Iroha 2 is a complete re-write of Hyperledger Iroha in Rust. As of writing, the two projects are developed concurrently.

In this introduction we outline the differences between the two versions of Iroha and highlight the new features of Iroha 2. It should be of particular interest to those who are already familiar with Iroha but wish to upgrade and start using the newer version.


Note that Iroha 1 and Iroha 2 are not compatible. Both projects are very different in their approaches and implementations as we present in the comparison below.

Among other changes, cryptography and account structures are implemented differently, meaning that users would have to generate new keys and link to their old account through a centralized service and no data from Iroha 1 would be accessible from Iroha 2.

Fault Tolerance

Iroha 2 learned a great deal from the development of the original Iroha. Of particular importance is the new and improved Byzantine-fault-tolerant consensus algorithm: Sumeragi. This new consensus allowed us to expand what could be done on a blockchain without any security risks.


The first version of Iroha used a consensus algorithm called Yac. Yac is crash-fault-tolerant, which means that it can survive a set number of nodes crashing: i.e. losing power, being cut off from the network, or being destroyed with a sledgehammer.

Sumeragi, by contrast, was designed to be Byzantine-fault-tolerant. This means that Iroha 2 can tolerate not only peers being inactive on the network, but also running malicious software and actively trying to falsify data in the blockchain.

We can mathematically prove that Iroha 2 can work when up to 33% of its nodes are actively trying to stop Iroha 2 from working properly or at all. In other words, even if someone gained control of a third of all of your network nodes, an Iroha 2 deployment is mathematically guaranteed to keep working.

**TASK PROMPT**
According to the extract on Iroha 2, what consensus algorithm did the first version of Iroha use?

**Segmentation mask data**
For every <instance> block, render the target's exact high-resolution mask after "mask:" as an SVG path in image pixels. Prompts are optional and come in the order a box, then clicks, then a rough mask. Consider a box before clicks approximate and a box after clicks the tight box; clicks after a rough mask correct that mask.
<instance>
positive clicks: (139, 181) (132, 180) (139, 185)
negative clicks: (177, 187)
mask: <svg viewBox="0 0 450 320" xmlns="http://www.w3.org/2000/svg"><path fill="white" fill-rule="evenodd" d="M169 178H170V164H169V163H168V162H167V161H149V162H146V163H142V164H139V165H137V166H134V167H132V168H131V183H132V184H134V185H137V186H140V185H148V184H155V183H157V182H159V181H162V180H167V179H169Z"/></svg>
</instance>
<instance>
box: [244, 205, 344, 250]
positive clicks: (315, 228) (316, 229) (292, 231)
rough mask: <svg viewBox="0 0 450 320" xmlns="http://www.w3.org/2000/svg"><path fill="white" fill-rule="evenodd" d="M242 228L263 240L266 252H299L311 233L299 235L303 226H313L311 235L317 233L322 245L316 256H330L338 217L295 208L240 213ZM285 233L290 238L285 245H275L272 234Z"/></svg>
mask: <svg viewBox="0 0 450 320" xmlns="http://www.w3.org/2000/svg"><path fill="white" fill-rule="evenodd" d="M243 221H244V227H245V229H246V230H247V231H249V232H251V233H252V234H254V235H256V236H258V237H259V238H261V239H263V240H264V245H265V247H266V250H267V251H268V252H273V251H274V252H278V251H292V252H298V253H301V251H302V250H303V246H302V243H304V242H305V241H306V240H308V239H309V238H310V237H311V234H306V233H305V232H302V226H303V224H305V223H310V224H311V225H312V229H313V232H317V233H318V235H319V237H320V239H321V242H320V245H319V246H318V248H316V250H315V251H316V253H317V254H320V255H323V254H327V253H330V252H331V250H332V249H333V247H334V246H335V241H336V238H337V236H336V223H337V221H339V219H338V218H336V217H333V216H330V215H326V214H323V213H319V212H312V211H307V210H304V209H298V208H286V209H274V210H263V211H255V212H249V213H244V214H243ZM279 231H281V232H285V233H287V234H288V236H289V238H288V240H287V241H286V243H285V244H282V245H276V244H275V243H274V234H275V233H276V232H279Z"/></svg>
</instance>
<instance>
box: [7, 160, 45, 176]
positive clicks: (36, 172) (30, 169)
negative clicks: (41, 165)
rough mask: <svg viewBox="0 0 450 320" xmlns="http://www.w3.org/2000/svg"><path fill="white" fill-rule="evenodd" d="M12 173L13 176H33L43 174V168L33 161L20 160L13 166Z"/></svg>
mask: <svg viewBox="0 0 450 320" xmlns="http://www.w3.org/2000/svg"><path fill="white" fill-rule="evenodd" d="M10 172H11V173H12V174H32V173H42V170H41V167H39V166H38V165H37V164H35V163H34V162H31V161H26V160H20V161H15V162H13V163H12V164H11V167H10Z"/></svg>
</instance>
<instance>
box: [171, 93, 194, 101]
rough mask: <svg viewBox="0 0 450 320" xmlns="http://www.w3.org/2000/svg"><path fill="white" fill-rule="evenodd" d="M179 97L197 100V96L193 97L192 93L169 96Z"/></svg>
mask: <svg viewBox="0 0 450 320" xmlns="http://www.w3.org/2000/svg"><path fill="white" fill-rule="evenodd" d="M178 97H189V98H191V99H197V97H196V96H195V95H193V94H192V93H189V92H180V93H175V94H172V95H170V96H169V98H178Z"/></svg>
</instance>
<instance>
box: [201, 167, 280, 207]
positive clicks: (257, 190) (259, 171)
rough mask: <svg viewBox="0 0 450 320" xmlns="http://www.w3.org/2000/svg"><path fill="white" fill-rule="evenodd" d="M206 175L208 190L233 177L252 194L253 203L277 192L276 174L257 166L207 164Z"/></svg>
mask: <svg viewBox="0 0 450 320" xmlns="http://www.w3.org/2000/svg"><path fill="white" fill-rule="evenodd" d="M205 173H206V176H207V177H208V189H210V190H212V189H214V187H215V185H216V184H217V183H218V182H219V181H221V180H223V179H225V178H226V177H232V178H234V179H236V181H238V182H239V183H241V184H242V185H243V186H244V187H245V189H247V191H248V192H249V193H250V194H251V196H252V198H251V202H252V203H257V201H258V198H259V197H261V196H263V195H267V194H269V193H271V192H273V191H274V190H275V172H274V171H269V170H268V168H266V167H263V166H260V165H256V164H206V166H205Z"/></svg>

--

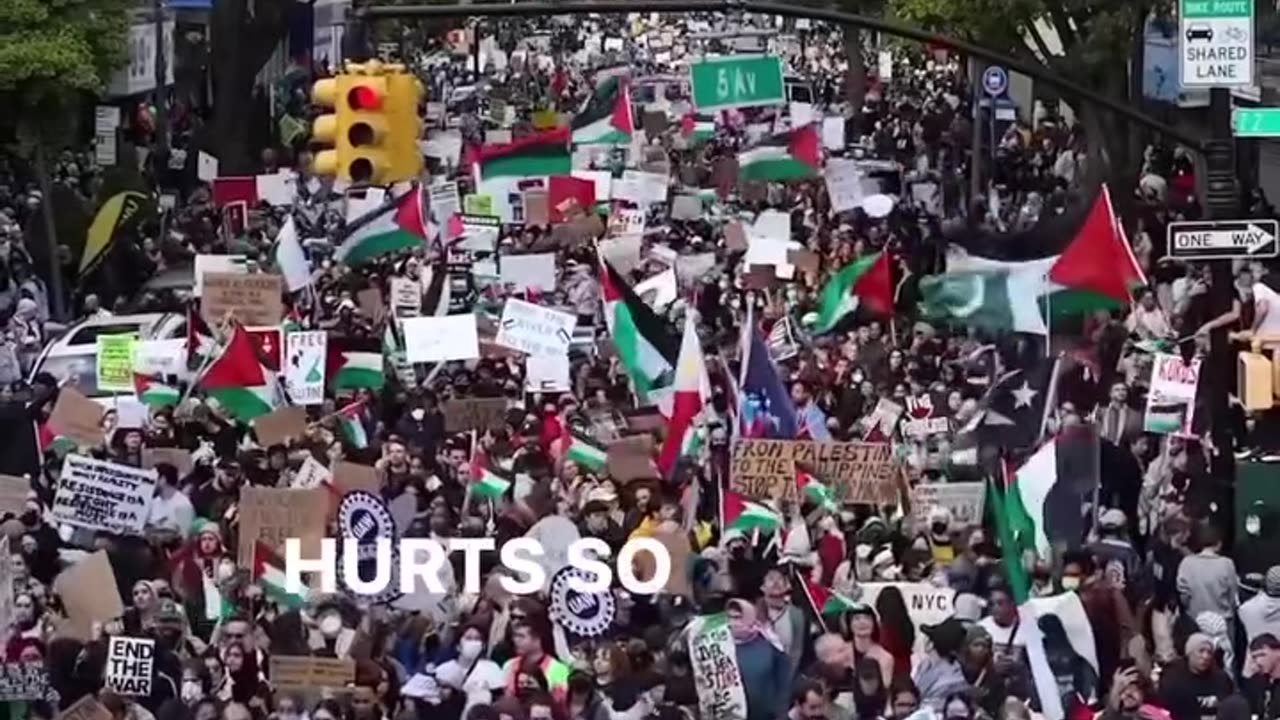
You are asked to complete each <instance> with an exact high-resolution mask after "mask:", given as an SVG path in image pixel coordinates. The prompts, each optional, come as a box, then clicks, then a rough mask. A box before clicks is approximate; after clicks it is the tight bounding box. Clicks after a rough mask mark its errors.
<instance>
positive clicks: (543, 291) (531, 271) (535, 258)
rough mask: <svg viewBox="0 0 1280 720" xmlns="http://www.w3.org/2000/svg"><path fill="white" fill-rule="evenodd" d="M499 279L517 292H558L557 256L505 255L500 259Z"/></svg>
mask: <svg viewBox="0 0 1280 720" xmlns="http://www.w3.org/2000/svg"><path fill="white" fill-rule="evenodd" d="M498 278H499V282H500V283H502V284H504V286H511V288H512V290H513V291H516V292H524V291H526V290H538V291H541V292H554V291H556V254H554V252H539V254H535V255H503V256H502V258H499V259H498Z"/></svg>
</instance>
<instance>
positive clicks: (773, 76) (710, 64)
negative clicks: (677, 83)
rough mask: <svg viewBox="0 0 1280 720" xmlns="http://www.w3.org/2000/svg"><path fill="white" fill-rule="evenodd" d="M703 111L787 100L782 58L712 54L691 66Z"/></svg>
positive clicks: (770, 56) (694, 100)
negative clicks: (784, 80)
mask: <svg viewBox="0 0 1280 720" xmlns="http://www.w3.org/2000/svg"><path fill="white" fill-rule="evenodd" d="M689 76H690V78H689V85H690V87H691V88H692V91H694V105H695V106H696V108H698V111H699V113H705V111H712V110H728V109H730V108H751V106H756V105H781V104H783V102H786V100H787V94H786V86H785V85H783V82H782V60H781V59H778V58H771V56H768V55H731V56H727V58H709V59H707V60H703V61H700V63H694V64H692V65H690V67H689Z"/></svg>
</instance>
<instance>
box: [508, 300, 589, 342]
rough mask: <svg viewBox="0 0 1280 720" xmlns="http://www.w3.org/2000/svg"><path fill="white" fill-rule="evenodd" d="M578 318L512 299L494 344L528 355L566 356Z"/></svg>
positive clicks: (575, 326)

--

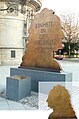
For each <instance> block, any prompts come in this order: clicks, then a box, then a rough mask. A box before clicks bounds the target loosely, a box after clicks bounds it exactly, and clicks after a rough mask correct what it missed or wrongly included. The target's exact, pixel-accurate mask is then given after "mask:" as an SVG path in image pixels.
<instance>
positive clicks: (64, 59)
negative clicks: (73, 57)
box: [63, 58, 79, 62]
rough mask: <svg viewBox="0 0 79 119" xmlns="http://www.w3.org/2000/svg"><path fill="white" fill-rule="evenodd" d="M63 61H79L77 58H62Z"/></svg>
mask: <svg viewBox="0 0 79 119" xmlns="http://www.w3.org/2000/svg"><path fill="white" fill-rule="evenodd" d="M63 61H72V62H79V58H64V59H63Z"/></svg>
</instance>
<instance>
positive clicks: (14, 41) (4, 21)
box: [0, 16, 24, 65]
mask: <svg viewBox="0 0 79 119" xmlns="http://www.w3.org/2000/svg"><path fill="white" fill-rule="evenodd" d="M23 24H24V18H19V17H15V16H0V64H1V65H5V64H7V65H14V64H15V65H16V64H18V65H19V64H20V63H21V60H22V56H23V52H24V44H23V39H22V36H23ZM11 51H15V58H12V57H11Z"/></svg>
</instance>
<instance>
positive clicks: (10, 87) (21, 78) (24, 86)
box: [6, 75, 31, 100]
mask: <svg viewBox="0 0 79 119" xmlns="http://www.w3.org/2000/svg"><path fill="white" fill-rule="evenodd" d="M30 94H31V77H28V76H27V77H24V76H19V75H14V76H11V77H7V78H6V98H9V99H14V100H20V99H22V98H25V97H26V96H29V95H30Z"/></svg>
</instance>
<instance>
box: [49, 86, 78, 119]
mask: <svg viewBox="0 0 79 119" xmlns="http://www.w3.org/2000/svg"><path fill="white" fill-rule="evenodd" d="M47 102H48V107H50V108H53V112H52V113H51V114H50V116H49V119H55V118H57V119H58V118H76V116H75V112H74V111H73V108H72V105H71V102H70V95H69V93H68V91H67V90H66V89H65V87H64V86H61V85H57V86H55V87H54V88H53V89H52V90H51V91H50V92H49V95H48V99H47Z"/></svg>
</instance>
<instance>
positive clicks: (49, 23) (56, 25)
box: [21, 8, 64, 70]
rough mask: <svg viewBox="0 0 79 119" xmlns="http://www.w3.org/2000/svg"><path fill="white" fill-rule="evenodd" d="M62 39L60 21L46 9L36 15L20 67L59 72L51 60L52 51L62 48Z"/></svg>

**SOLUTION FOR THIS EXERCISE**
Yac, a crash-fault-tolerant algorithm.